• _Extracted data_
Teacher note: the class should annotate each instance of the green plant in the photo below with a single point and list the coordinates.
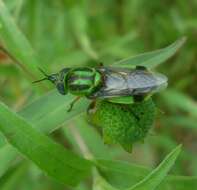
(28, 135)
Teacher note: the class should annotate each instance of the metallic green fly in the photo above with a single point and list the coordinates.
(116, 85)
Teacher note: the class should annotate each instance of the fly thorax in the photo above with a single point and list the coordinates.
(83, 81)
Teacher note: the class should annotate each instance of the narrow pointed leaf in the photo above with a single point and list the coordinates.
(16, 42)
(152, 59)
(151, 181)
(52, 158)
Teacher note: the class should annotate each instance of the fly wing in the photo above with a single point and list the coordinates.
(127, 82)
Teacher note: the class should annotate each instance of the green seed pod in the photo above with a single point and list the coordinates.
(124, 124)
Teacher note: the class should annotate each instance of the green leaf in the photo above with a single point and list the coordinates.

• _Stated task_
Please put every line of the rows above into a JSON list of strings, one string per line, and skip any blank lines. Leave the pictures out of your answer.

• _Full solution_
[
  "Teacher note: the class should annotate each instance of the green plant in the photo below with a single point and list the coordinates.",
  "(28, 135)",
  "Teacher note: the class should annotate each instance of the metallic green fly in the photo above with a single point and list the coordinates.",
  "(116, 85)",
  "Teacher note: the class should annotate each instance of the fly thorax in the photo above with a single point and list the coordinates.",
  "(83, 81)",
  "Teacher note: the class should annotate each instance of the narrow pointed leaf in the photo above with a single point and list the coordinates.",
  "(16, 42)",
  "(152, 59)",
  "(151, 181)",
  "(52, 158)",
  "Teacher note: the class should annotate each instance of the fly wing in the photo above with a single point and list the coordinates.",
  "(127, 82)",
  "Teacher note: the class should annotate each instance of the green seed pod in the photo above with a single point and list the coordinates.",
  "(124, 124)",
  "Teacher note: the class should annotate each instance of the green leaf in the photo above with a single point and list the coordinates."
]